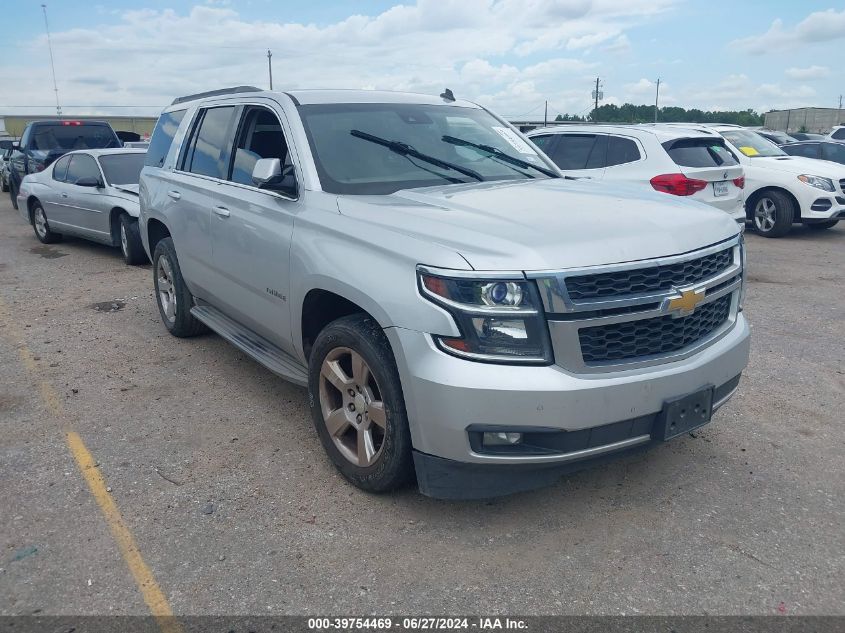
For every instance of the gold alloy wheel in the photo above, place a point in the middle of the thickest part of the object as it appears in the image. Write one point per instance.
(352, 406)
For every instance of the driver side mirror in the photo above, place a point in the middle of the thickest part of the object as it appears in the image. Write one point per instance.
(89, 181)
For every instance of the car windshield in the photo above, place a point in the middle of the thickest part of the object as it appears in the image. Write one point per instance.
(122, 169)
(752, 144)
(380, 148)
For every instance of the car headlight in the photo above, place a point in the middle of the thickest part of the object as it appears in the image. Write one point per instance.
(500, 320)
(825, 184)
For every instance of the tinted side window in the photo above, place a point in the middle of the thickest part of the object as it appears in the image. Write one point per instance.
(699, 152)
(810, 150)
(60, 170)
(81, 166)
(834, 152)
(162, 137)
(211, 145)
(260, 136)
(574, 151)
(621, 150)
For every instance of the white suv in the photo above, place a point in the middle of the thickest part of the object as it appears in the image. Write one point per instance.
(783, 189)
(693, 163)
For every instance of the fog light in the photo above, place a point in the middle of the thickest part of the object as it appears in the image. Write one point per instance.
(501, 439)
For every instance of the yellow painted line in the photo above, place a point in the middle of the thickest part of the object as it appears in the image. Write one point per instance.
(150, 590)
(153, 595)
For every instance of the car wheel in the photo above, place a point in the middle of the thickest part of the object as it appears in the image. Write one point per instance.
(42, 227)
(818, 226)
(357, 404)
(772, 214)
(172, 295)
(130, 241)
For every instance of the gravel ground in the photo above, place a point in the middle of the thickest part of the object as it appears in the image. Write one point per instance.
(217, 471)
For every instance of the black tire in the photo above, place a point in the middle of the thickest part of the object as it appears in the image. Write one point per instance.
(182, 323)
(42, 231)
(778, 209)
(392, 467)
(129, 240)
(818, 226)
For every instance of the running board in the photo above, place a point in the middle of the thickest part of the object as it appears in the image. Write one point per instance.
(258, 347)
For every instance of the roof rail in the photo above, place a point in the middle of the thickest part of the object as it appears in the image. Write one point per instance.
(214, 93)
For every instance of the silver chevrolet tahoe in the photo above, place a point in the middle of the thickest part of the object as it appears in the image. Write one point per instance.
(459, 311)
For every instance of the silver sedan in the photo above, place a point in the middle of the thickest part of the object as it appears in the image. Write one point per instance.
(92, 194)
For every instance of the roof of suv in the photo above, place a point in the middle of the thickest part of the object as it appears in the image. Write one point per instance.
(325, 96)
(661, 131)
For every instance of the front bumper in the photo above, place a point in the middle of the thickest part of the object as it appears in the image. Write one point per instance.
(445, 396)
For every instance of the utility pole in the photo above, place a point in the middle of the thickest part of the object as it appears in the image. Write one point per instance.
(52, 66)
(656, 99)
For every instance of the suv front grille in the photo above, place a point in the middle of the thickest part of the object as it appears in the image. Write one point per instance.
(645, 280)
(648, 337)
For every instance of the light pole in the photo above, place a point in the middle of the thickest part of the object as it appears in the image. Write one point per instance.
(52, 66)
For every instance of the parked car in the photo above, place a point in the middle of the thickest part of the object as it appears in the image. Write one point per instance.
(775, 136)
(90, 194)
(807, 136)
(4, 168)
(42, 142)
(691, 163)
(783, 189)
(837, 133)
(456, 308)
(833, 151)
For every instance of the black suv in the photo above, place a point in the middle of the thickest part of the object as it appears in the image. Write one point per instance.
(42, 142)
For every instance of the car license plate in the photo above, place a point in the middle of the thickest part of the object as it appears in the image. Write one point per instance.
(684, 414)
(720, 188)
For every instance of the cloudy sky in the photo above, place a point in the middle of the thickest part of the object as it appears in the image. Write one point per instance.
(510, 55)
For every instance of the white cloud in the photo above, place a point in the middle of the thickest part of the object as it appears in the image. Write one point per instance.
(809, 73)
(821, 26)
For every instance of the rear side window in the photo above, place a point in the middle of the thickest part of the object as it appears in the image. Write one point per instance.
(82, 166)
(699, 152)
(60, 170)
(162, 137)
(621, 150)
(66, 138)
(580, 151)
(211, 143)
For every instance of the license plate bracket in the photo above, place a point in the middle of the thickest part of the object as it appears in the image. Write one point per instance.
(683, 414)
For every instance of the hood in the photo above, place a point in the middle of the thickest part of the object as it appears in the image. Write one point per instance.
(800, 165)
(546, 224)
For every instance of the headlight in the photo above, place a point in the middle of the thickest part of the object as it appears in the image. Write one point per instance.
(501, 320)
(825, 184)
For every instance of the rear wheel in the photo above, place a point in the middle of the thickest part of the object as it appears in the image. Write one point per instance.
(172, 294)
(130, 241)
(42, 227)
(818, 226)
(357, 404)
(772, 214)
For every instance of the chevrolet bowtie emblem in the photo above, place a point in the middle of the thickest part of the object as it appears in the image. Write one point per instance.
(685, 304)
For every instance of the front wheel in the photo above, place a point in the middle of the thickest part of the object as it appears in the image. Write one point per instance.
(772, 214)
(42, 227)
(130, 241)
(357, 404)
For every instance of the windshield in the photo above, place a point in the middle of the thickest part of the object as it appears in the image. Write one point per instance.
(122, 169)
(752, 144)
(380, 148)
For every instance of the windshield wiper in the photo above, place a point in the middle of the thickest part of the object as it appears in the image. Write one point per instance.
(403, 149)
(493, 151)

● ● ● ● ● ● ●

Assignment:
Output all the entries exactly, minus any pictures.

Problem solution:
For every instance of the gold alloy wheel in the photo above, place a point in the middle of the thickest part of the object as it appears in the image. Write one point per instance.
(352, 406)
For every instance of the driver side mirror in the photo above, place a point in the middle of the thickest part of the object as it appears in the image. Write one point per instance.
(89, 181)
For every instance of the car windshield in the photo above, place a point in the middle of the thickest part of the object as it appears in the image. Write one point per instance.
(122, 169)
(752, 144)
(380, 148)
For every instance of the car headlight in the photo above, place a point in the middle of the thickest part of the object as it appears in the image. Write one point per instance.
(500, 320)
(825, 184)
For every instance of the tinted side window in the photo above, place a point in the middle of the thickest part of the object as it appears in the image. Write one point per instance.
(699, 152)
(810, 150)
(60, 170)
(81, 166)
(834, 152)
(162, 137)
(211, 145)
(260, 136)
(574, 151)
(621, 150)
For every instance of the white suv in the photo above, place a point in the middle of the thickest part of the object as it appears in the image. Write one point per instance.
(783, 189)
(693, 163)
For every instance of the fog light in the photo above, place a point in the middle of the thickest part of the object as it appears in the image. Write one point per instance.
(501, 439)
For every instance of the yellow painted line in the photo above, place a point in the middle of the thickest part of the object as it appears in the image. Write one point per instance.
(150, 590)
(153, 595)
For every instance of the car wheel in the photo above, place a point in the middle of the thickest part of the object as it appears in the image. Write one point per instance.
(42, 227)
(818, 226)
(357, 404)
(772, 214)
(172, 295)
(130, 241)
For every instance of the gravel ground in the photo above, place a point in the middle of the thickest part of the object as it appears in the image. Write one point per instance.
(217, 471)
For every instance of the black tire in the photo above, place a point in the middle of the thickest part of the object as it appears in the image. Write one point per instance.
(182, 323)
(42, 231)
(778, 209)
(392, 467)
(129, 240)
(818, 226)
For every instance of the running board in the photo above, place a point in the middle of the thickest part of the object as it appears in the image. Write one point per instance.
(258, 347)
For every instance of the roof rail in the photo above, place a point in the middle of the thickest part of the object as it appears in the image. Write one point per instance.
(214, 93)
For every instance of the silver chevrolet tahoe in the photo above, place a point in the middle of the thickest part of the object as it appears in the image. Write one point per instance.
(459, 311)
For every instance of the silver sedan in the photo above, place a point in the middle of the thickest part of the object as it appears in the image. Write one point per instance.
(92, 194)
For every instance of the roof of suv in the photo above, place a point in the middle of the thickest part of the object as it appears in the image. Write one point per instance.
(325, 96)
(661, 131)
For every instance of the front bumper in the photo above, place a point in the middle of the thickest part of the object as it appears in the image. Write one point per instance.
(445, 396)
For every instance of the utility pole in the photo above, place a point in the middle of the thickest part of the object as it appears in the image. Write one point per instance.
(52, 66)
(656, 99)
For every instance of the suv front grille in the photo above, place a point in the middle of the thickest part of the object as it appears in the image. Write one point per instance.
(645, 280)
(648, 337)
For every instance of the light pole in the photo above, place a point in the middle of the thickest part of the object as it appears in the image. Write one point per instance.
(52, 66)
For every instance of the parked car in the photo above, place a point in the middle of the thickest part of the object as it appears in the image. Write one point per instance.
(775, 136)
(90, 194)
(807, 136)
(4, 168)
(42, 142)
(691, 163)
(783, 189)
(837, 133)
(456, 308)
(833, 151)
For every instance of the black suv in the photo above, place a point in the middle of the thickest part of the object as it appears in the image. Write one point per instance.
(42, 142)
For every instance of the car license plate in the photo above, place a point in the middle of the thickest part of the object as it appears in the image. Write one point per instance.
(684, 414)
(720, 188)
For every instance of the cloudy sky in the photo above, place a point in the middle of the thickest part of the object as it appears in the image. Write one point per instance.
(510, 55)
For every instance of the white cloud in the photo above, place a point in the middle of the thickest part of the object as it appears in the image. Write one point per instance.
(809, 73)
(821, 26)
For every instance of the rear side window in the photo above, place a point in the middle of the thickest part of the object as it appears in the image. Write one point per instance.
(82, 166)
(699, 152)
(60, 170)
(162, 137)
(621, 150)
(66, 138)
(580, 151)
(211, 143)
For every instance of the license plate bracket in the photo above, place a point in the middle of the thickest part of the object as it appears in the image. Write one point per instance.
(683, 414)
For every instance of the hood in the photo above, place a point in the middle of the thickest part of the object as it appears in the image. Write one point per instance.
(800, 165)
(546, 224)
For every instance of the headlight in the photo above, place a point in the middle of the thickest part of the object as it appears in the image. Write one point per instance.
(501, 320)
(825, 184)
For every instance of the rear wheel in the photo above, place a point in the middle of the thickest part of the object as it appears in the image. Write one point per instance.
(172, 294)
(130, 241)
(42, 227)
(818, 226)
(357, 404)
(772, 214)
For every instance of the chevrolet bowtie emblem in the photo above, place a point in the middle of the thickest part of the object as it appears in the image. Write one point per instance.
(685, 304)
For every instance of the front wheel in the photo above, place a point in the middle of the thickest part of the object as it appears in the image. Write one point per instance.
(772, 214)
(42, 227)
(130, 241)
(357, 404)
For every instance of the windshield in the photo above, place a point in the middle of the thickest part of the object as it appears in the image. Write one point per instance.
(122, 169)
(752, 144)
(380, 148)
For every instance of the windshield wiper in the photo above, place a point in the middle of the thickest part of the object as it appears in the image. Write one point per instance.
(403, 149)
(493, 151)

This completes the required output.